*WHAT TO PRODUCE*.
Continue the court order in the West Virginia attorney general's case against Capital One from the point where it stops, after the list of defendants.

State of West Virginia v. Capital One Bank (USA) N.A.
Filing
13
MEMORANDUM OPINION AND ORDER granting 8 MOTION to Remand to Circuit Court; denying 12 MOTION for Hearing ; this action is stricken from the docket of the Court and remanded to the Mason County Circuit Court. Signed by Judge Robert C. Chambers on 8/11/2011. (cc: attys; any unrepresented party) (dcm)
IN THE UNITED STATES DISTRICT COURT FOR
THE SOUTHERN DISTRICT OF WEST VIRGINIA
HUNTINGTON DIVISION
STATE OF WEST VIRGINIA, ex rel.
DARRELL V. MCGRAW, JR.,
Attorney General,
Plaintiffs,
v.
CIVIL ACTION NO. 3:11-0492
CAPITAL ONE BANK (USA) N.A.;
CAPITAL ONE SERVICES, LLC, a Delaware corporation;
CAPITAL ONE SERVICES II, LLC, a Delaware corporation;
CAPITAL ONE SERVICES III, LLC, a Delaware corporation;
and COSI RECEIVABLES MANAGEMENT, INC., a Delaware corporation,
Defendants.

*GIVEN ENTRIES*.
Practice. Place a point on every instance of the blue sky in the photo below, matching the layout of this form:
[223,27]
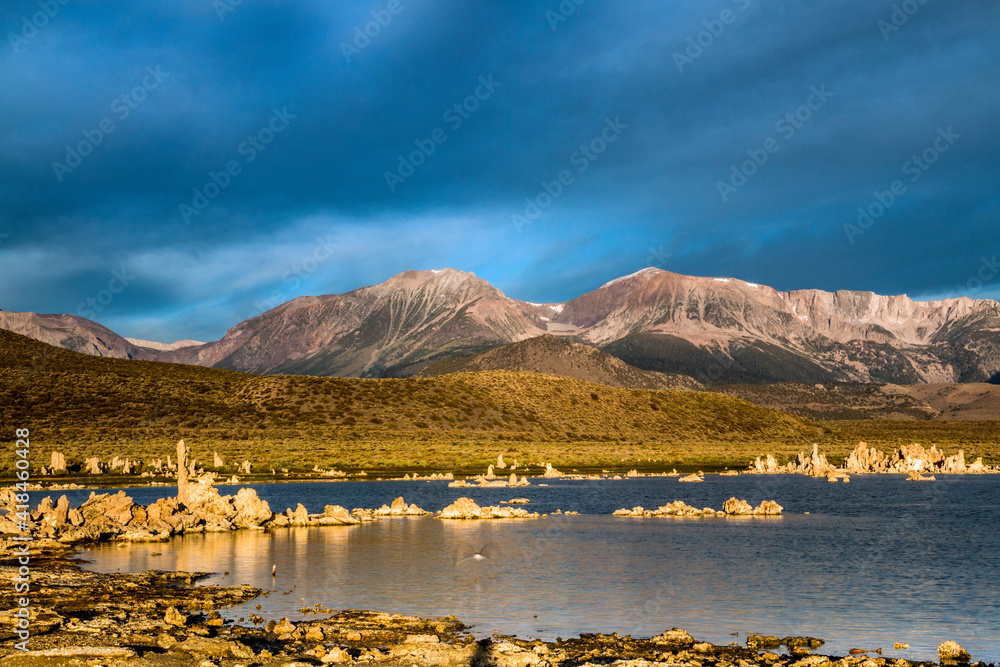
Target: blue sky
[209,159]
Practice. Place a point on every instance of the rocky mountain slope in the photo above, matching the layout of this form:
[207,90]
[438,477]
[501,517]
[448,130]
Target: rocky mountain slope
[551,355]
[716,330]
[73,333]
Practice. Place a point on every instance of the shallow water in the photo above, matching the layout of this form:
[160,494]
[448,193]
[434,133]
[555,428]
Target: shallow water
[876,561]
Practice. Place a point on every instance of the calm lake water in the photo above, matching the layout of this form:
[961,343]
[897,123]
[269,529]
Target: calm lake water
[876,561]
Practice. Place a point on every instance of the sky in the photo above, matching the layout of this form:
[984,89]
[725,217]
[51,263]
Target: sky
[172,169]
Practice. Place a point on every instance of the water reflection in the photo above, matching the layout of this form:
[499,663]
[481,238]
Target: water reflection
[875,562]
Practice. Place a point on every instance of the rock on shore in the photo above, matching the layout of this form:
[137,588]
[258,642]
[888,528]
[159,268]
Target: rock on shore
[117,517]
[863,459]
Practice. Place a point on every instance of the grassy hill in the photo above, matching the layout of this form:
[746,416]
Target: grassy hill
[89,406]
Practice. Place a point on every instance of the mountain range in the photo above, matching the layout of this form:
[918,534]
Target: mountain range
[715,330]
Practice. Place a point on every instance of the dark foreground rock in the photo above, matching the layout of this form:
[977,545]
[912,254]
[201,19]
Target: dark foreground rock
[161,619]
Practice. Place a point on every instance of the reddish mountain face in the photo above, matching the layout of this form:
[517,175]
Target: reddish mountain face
[393,328]
[718,330]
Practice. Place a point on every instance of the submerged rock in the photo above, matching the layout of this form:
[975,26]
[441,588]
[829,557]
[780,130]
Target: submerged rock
[466,508]
[951,651]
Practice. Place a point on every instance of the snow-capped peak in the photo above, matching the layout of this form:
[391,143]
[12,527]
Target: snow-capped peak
[631,275]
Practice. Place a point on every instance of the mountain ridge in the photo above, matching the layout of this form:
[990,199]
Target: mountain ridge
[717,330]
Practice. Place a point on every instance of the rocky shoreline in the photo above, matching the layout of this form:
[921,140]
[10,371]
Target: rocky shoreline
[162,619]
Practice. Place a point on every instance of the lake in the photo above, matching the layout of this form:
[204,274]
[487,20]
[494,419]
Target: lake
[861,565]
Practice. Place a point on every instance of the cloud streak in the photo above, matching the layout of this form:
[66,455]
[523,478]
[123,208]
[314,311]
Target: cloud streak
[324,176]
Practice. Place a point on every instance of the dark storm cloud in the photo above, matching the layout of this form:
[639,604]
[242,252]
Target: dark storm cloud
[262,108]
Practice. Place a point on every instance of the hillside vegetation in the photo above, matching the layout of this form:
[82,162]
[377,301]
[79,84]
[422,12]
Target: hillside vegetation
[87,406]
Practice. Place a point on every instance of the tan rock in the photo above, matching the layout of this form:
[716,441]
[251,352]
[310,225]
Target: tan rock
[675,637]
[734,507]
[335,655]
[57,462]
[951,651]
[174,617]
[284,627]
[466,508]
[182,472]
[251,511]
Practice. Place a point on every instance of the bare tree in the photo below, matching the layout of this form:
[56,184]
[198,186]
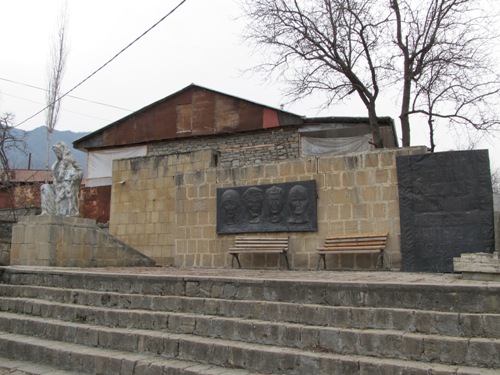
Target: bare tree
[335,46]
[444,63]
[9,140]
[434,51]
[56,68]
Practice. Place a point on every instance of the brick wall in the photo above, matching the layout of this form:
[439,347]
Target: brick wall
[165,206]
[239,149]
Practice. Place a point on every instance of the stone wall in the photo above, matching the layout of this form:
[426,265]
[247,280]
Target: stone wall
[60,241]
[239,149]
[5,240]
[165,206]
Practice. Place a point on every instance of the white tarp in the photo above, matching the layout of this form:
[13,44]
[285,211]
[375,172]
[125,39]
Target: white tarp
[100,163]
[312,146]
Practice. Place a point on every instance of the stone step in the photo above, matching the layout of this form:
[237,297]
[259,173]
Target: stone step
[131,353]
[26,299]
[144,331]
[14,367]
[77,358]
[457,296]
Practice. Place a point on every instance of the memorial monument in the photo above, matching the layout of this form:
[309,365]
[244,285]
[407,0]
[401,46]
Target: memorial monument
[61,197]
[59,237]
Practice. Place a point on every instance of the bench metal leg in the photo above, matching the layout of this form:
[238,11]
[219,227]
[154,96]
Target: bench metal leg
[321,257]
[285,258]
[380,261]
[235,256]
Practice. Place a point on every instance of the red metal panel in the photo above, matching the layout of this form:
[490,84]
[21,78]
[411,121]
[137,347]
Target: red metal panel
[227,114]
[251,116]
[271,119]
[95,203]
[203,112]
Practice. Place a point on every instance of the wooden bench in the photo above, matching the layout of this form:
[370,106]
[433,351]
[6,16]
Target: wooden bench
[369,243]
[276,245]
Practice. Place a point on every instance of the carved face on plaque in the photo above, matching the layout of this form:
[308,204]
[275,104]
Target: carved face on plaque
[298,202]
[254,200]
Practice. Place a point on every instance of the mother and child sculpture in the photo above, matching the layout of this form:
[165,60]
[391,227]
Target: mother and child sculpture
[61,197]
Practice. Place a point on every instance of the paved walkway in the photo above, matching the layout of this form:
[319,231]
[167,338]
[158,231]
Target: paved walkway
[230,273]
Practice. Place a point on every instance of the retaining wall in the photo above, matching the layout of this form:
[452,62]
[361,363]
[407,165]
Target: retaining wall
[165,206]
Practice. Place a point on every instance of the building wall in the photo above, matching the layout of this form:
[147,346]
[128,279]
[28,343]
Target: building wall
[241,149]
[165,206]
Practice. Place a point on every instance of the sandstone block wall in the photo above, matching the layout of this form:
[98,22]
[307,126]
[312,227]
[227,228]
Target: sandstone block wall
[69,242]
[165,206]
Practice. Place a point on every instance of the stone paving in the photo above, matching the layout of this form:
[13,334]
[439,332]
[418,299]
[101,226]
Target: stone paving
[309,276]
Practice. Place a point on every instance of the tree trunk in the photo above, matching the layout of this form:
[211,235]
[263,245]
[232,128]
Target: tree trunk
[373,119]
[405,109]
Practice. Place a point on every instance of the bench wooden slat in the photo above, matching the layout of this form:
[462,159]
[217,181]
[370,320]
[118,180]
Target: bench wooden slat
[367,243]
[357,236]
[355,244]
[266,245]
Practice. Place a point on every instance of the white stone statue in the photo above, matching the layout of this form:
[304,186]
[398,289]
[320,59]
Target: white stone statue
[61,198]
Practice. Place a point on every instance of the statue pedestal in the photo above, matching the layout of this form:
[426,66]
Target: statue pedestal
[478,266]
[60,241]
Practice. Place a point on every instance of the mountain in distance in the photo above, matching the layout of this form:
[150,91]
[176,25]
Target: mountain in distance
[36,146]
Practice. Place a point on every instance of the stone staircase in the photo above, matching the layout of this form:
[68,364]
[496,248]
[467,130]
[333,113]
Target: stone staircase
[170,321]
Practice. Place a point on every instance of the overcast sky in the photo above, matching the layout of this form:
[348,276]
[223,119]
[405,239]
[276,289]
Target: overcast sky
[200,43]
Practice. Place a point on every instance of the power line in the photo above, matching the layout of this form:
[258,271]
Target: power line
[69,96]
[106,63]
[65,110]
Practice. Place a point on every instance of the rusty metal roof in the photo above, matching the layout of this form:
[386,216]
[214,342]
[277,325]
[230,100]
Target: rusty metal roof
[192,111]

*ANSWER TO THE EXERCISE*.
MEMORANDUM OPINION AND ORDER
Pending is the plaintiff’s motion to remand [Doc. 8] and the defendants’ motion for an
evidentiary hearing. [Doc. 12] For the reasons that follow, the Court GRANTS the plaintiff’s
motion and DENIES the defendants’ motion. Moreover, the Court DIRECTS the Clerk to again
STRIKE this case from the docket and REMAND it to the Mason County Circuit Court where it
was originally filed.
I.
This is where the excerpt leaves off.